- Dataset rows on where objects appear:

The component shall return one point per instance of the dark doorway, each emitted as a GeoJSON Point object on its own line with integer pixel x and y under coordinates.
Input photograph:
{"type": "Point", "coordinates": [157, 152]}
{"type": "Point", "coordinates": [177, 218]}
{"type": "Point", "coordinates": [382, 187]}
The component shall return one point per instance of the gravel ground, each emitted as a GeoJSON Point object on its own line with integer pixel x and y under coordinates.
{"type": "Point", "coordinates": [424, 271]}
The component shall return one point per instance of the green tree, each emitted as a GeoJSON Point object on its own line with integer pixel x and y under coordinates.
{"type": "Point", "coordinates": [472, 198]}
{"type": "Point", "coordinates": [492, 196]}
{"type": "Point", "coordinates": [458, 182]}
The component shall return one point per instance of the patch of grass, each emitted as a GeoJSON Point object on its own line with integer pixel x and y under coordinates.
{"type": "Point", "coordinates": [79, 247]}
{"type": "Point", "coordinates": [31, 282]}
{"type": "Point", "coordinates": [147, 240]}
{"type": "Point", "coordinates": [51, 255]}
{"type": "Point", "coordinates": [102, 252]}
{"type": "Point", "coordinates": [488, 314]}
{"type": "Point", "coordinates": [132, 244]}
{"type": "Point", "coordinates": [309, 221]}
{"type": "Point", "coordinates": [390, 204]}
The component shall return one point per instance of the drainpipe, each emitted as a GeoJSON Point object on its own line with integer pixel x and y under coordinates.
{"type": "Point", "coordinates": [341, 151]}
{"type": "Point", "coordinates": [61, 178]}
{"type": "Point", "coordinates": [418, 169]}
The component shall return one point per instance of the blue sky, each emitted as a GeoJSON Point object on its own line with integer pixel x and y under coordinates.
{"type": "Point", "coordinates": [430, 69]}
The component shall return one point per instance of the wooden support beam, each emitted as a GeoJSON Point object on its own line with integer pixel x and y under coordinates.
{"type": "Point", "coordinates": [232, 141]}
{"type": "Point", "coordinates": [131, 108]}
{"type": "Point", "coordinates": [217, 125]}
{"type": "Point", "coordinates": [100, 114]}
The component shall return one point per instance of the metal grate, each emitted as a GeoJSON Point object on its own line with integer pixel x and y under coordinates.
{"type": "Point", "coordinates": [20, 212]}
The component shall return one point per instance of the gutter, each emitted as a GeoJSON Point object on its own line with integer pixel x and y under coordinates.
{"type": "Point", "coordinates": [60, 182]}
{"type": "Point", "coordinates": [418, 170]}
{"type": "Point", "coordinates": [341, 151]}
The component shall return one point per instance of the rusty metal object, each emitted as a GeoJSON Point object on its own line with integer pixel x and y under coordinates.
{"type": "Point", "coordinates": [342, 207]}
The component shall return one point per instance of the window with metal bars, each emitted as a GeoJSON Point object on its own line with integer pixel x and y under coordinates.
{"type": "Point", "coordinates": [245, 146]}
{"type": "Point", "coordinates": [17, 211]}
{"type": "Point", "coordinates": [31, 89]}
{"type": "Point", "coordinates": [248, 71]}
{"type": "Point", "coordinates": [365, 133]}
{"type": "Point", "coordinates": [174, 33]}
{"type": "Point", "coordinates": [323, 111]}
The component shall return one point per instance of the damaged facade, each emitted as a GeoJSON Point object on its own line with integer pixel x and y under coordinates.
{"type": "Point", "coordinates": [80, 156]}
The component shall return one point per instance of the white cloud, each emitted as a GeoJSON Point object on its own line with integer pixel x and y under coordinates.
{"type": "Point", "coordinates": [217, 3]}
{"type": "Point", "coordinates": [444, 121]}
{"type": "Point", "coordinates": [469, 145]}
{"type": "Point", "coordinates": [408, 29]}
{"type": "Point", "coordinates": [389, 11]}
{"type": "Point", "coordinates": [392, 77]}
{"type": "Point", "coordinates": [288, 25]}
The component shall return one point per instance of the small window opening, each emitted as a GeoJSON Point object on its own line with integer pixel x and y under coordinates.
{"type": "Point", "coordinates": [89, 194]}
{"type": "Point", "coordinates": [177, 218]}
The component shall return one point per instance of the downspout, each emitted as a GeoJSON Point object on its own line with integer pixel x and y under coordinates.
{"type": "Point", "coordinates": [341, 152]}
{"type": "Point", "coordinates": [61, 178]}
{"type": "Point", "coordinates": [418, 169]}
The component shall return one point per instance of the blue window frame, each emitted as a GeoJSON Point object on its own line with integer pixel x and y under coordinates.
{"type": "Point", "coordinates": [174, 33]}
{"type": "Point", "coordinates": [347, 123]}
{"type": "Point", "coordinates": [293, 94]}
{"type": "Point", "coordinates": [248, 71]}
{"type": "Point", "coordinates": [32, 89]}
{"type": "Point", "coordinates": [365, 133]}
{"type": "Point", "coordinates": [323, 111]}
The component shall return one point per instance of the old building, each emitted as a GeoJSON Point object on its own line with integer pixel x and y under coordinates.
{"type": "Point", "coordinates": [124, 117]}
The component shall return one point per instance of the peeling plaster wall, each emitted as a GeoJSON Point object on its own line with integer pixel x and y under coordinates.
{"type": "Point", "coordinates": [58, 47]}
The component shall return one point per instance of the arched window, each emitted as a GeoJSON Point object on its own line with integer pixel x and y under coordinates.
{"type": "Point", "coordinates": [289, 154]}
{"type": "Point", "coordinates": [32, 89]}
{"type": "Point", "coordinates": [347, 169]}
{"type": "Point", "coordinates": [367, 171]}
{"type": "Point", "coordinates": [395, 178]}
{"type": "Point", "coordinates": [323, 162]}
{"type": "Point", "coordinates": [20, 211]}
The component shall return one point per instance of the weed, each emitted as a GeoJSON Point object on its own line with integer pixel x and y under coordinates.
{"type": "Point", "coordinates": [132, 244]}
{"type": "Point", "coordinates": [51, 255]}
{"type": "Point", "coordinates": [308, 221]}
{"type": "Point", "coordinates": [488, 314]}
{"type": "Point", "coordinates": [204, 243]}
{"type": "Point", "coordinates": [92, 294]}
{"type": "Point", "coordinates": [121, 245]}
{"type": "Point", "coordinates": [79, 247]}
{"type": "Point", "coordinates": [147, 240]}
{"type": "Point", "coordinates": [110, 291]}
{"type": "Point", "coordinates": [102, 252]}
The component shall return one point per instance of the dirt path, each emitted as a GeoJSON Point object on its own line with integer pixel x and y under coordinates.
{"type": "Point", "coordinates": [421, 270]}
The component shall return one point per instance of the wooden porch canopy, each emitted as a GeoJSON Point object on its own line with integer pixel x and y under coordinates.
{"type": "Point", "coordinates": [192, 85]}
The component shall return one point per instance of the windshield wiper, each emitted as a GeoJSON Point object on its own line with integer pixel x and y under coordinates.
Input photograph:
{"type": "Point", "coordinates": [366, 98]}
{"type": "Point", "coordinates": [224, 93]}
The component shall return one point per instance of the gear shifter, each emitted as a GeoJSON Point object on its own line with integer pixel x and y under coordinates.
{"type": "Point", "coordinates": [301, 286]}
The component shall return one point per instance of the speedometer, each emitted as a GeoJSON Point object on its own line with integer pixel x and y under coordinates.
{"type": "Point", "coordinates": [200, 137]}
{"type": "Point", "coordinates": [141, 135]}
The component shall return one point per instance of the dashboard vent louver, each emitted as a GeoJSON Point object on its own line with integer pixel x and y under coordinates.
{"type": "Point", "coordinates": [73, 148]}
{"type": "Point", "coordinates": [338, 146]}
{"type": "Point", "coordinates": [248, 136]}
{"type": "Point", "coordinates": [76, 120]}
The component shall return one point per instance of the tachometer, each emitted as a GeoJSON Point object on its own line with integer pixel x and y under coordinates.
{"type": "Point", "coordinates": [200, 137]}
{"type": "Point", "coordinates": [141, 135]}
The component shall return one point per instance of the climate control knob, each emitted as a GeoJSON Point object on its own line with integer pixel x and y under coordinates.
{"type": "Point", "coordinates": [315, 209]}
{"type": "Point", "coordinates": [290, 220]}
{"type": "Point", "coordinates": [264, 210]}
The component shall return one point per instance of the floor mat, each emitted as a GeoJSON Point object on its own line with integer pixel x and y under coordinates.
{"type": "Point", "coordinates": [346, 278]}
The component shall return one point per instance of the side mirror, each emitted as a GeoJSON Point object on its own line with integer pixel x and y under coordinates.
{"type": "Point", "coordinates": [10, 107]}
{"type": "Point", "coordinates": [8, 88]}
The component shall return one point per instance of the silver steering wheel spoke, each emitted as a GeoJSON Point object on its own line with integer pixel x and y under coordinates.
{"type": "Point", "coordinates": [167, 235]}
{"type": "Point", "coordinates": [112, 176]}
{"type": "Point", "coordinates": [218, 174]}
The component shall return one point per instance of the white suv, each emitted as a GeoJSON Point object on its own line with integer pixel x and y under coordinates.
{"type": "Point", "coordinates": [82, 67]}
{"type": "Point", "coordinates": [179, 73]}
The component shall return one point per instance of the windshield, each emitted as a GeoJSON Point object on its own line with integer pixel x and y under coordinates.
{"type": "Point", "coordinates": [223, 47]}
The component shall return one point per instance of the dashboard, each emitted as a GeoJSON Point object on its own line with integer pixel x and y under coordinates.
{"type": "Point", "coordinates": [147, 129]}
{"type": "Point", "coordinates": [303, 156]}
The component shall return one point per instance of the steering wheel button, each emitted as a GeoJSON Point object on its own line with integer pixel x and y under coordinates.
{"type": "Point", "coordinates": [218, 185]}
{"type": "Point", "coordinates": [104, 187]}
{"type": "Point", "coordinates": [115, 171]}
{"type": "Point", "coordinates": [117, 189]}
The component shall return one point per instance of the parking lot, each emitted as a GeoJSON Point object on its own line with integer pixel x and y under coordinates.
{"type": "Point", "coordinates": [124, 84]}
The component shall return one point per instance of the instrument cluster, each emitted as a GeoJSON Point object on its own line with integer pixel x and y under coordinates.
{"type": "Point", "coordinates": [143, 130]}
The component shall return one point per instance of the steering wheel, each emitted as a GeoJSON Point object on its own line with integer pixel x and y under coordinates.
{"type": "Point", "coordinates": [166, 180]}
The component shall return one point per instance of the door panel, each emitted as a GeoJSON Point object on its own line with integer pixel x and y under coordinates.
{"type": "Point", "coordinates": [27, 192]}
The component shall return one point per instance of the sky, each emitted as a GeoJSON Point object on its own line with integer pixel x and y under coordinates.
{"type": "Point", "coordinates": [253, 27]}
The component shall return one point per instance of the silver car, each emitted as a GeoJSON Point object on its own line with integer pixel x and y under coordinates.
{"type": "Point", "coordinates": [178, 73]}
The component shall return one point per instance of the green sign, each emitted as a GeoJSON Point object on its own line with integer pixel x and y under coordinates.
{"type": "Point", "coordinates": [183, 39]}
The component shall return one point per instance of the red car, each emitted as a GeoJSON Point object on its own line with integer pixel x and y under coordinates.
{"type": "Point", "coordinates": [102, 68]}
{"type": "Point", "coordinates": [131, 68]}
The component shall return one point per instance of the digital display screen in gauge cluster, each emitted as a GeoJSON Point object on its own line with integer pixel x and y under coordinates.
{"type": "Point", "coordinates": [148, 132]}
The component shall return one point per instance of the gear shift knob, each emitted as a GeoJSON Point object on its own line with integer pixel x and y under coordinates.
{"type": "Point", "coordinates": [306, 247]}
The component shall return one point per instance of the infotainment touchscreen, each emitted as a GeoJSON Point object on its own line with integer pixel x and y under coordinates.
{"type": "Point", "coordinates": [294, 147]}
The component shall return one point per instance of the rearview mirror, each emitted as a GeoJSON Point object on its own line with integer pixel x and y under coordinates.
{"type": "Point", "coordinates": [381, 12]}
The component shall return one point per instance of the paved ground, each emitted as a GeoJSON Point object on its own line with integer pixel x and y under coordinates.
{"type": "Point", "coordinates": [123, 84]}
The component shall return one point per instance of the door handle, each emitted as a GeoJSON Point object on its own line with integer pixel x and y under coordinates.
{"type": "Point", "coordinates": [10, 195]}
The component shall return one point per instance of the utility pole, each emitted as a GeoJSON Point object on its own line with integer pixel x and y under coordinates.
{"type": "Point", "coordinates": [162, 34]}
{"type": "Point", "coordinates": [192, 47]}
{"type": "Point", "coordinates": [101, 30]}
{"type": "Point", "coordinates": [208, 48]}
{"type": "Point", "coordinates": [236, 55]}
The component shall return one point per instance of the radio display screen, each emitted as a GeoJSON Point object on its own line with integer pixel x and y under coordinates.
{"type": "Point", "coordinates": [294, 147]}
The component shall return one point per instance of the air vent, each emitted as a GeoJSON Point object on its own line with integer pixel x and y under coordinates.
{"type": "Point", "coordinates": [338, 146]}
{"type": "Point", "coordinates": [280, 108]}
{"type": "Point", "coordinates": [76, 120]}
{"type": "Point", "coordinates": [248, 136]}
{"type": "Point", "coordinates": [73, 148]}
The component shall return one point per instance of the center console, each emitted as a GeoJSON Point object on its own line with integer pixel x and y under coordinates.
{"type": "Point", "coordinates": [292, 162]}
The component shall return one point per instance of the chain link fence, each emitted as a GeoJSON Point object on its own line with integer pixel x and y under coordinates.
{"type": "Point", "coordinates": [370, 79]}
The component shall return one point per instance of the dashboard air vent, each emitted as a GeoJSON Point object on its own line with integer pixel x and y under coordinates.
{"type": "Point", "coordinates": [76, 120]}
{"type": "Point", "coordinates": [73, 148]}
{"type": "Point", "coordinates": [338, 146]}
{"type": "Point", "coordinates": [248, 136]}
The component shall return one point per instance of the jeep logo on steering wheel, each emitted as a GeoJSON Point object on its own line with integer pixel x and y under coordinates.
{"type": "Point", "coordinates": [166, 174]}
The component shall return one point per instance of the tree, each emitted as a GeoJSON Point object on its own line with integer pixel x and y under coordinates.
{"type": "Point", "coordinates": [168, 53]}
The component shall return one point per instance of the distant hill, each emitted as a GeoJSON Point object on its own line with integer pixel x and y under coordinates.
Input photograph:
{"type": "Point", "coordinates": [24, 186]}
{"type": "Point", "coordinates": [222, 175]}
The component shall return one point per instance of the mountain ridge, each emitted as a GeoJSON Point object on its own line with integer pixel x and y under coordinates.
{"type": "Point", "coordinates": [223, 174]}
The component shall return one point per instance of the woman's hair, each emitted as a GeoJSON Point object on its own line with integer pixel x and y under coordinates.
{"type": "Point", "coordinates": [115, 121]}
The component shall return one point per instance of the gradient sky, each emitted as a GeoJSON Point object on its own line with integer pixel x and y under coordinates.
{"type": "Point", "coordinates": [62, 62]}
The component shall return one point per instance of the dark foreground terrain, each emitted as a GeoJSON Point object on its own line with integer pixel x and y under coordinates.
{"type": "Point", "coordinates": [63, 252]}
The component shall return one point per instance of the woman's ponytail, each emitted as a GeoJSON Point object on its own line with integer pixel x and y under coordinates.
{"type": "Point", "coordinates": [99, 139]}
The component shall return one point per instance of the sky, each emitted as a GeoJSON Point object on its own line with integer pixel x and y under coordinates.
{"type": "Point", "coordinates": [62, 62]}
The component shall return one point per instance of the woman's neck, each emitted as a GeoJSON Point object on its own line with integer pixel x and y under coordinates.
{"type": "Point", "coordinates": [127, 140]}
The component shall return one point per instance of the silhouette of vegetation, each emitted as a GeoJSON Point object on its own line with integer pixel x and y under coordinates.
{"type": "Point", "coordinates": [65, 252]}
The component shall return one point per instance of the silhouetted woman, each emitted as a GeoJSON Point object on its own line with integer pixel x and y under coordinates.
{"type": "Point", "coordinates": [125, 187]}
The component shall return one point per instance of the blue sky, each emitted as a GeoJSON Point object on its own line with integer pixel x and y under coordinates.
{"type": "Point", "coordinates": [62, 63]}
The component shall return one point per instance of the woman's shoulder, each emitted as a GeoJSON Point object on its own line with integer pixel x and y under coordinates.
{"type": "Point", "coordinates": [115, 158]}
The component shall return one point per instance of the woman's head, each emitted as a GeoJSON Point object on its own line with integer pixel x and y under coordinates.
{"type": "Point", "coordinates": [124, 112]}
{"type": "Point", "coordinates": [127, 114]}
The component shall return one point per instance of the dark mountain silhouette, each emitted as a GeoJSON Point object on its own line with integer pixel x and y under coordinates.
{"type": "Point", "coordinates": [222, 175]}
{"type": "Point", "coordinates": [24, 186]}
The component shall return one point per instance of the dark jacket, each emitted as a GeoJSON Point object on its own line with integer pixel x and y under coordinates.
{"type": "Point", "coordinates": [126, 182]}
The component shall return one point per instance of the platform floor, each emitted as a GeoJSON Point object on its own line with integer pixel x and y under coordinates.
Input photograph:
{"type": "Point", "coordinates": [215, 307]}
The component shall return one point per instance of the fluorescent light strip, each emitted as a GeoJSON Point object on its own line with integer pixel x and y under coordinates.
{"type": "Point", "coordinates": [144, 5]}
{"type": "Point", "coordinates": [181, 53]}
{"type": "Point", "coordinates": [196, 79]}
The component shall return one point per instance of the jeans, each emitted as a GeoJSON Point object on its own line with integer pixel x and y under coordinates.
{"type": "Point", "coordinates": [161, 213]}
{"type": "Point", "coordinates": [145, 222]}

- Instructions to follow: Write out exactly the lines from the line holding "of the platform" through the last line of the data, and nothing besides those lines.

- The solution:
The component shall return one point per instance of the platform floor, each emitted as a GeoJSON Point object on its own line with integer pixel x and y under coordinates.
Input photograph:
{"type": "Point", "coordinates": [215, 307]}
The component shall return one point per instance of the fluorescent light strip, each emitted as a GeoJSON Point object on its own line with integer pixel x and y under coordinates.
{"type": "Point", "coordinates": [144, 5]}
{"type": "Point", "coordinates": [181, 53]}
{"type": "Point", "coordinates": [196, 79]}
The component shall return one point per instance of the jeans, each emitted as a GeoJSON Point object on its own line with integer pixel x and y under coordinates.
{"type": "Point", "coordinates": [161, 213]}
{"type": "Point", "coordinates": [145, 222]}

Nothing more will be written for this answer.